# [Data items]
━━━━━━━━━━━━━━━━

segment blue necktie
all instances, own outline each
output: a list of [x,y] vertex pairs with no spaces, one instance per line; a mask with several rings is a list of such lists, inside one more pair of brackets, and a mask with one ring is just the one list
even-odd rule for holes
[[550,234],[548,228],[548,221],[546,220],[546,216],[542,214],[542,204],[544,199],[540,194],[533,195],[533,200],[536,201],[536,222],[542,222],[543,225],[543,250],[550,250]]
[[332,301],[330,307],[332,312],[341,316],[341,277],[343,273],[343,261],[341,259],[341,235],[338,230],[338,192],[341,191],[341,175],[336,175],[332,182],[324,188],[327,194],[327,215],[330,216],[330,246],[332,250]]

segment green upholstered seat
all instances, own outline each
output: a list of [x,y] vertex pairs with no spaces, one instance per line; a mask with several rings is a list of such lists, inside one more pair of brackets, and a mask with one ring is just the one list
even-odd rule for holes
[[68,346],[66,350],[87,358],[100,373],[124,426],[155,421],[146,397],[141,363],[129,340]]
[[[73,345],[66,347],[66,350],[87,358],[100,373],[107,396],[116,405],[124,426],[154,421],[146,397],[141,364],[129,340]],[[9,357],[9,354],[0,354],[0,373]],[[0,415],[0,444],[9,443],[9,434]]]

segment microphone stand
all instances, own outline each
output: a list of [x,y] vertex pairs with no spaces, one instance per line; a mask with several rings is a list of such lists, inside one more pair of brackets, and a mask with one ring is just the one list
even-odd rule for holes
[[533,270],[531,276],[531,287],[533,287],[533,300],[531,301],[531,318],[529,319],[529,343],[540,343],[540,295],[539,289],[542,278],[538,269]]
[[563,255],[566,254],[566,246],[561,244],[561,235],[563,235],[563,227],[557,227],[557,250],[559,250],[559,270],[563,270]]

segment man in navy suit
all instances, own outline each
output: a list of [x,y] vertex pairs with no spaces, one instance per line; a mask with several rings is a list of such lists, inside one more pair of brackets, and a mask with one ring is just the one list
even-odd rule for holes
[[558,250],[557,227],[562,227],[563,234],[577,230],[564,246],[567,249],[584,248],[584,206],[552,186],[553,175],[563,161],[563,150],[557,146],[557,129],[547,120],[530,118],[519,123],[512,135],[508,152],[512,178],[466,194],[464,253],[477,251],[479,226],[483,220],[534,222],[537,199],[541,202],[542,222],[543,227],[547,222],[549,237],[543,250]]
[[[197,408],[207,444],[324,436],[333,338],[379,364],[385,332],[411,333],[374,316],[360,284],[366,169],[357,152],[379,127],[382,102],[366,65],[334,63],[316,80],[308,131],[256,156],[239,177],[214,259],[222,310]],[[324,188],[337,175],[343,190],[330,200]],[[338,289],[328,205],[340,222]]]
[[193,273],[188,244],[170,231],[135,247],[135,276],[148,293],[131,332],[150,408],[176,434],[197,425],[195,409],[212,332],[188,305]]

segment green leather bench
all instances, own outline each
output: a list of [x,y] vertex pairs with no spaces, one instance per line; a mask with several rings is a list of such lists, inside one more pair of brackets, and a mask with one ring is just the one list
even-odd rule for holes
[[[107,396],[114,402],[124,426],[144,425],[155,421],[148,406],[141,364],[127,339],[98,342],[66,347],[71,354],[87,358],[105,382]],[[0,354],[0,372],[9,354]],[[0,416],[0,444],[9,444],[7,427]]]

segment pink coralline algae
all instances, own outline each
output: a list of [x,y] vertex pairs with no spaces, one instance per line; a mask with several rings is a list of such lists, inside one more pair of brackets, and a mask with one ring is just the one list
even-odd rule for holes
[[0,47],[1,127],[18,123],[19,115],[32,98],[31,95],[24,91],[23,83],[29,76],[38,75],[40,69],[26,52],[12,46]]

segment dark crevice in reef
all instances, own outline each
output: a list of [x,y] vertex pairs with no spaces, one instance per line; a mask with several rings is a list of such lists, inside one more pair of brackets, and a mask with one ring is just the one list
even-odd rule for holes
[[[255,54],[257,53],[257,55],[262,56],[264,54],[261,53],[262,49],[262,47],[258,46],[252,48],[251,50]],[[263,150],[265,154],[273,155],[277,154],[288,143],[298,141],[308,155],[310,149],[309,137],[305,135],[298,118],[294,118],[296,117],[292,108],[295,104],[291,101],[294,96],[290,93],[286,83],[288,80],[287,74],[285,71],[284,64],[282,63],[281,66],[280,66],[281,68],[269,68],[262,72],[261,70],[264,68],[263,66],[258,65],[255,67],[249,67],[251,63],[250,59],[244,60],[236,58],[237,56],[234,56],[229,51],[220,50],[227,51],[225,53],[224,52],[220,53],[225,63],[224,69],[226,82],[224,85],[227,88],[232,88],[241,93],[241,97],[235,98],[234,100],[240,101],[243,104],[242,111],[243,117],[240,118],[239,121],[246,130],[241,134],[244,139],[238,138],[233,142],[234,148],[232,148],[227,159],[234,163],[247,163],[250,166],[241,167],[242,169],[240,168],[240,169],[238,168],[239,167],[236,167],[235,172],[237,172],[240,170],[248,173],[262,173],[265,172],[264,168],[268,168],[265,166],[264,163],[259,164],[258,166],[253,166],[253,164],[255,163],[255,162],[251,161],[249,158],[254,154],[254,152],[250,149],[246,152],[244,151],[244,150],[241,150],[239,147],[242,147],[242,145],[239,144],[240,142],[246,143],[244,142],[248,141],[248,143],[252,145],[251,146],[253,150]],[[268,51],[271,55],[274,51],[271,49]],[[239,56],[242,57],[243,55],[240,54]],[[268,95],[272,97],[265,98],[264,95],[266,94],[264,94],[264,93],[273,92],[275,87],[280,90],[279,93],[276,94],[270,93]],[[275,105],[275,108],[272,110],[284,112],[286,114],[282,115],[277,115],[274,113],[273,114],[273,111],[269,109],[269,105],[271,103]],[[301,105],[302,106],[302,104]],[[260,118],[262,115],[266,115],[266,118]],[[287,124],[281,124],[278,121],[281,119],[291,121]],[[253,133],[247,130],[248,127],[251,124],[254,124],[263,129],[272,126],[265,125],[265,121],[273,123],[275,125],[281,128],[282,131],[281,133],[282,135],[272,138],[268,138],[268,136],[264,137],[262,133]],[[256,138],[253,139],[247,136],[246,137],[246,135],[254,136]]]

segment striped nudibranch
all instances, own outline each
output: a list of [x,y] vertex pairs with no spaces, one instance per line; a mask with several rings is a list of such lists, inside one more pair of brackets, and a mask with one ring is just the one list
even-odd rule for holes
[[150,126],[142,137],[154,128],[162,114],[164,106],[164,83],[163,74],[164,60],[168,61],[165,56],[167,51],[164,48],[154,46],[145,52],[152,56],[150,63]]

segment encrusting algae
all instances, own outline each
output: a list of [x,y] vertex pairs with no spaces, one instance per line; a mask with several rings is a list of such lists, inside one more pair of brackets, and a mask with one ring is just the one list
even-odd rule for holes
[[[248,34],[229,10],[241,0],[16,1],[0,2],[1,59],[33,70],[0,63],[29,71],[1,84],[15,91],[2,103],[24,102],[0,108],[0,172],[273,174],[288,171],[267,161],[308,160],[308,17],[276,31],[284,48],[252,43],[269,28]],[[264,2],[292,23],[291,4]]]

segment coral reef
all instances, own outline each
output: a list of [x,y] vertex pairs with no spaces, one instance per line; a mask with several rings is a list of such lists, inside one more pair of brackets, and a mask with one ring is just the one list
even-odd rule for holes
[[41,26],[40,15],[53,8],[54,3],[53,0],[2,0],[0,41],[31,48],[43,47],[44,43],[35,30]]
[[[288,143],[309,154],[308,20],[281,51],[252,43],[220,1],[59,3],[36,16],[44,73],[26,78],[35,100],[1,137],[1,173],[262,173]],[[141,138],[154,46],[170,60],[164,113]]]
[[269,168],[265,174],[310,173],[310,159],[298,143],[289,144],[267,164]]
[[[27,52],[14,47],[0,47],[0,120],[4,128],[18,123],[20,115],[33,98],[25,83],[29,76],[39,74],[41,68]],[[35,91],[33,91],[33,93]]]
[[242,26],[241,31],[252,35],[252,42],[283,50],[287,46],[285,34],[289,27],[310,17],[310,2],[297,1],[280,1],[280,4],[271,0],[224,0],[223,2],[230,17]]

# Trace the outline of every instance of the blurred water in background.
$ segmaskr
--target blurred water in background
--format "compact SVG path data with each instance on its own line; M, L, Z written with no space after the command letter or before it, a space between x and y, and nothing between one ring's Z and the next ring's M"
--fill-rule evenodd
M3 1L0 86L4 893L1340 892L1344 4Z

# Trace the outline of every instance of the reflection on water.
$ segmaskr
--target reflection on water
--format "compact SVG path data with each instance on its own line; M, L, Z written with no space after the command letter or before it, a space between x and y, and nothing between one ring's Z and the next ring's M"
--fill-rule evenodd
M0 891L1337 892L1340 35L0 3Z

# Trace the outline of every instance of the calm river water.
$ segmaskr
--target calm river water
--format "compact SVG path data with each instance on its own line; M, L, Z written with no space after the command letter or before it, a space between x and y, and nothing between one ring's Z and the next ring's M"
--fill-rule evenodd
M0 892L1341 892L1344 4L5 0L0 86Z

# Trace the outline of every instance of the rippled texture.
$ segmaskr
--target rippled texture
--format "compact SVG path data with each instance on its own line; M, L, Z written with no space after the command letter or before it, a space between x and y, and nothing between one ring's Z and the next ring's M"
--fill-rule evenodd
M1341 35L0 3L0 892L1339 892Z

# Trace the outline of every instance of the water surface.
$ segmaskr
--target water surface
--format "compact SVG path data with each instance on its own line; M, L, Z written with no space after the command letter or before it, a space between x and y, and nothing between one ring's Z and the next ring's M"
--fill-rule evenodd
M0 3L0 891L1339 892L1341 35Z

━━━━━━━━━━━━━━━━

# [What you are asked to do]
Transcribe the lines from the listing above, beginning with the line containing "# Trace the outline of every instance of the blurred" and continuing through the line containing "M3 1L0 86L4 893L1340 892L1344 4Z". Reproduce each one verbatim.

# [The solution]
# Trace the outline of every instance of the blurred water in background.
$ segmaskr
--target blurred water in background
--format "compact SVG path data with each instance on its own line; M, L, Z written with no space after the command letter or before it, a space between x and y, and nothing between one ring's Z and the next ring's M"
--fill-rule evenodd
M3 1L0 86L4 893L1340 892L1344 4Z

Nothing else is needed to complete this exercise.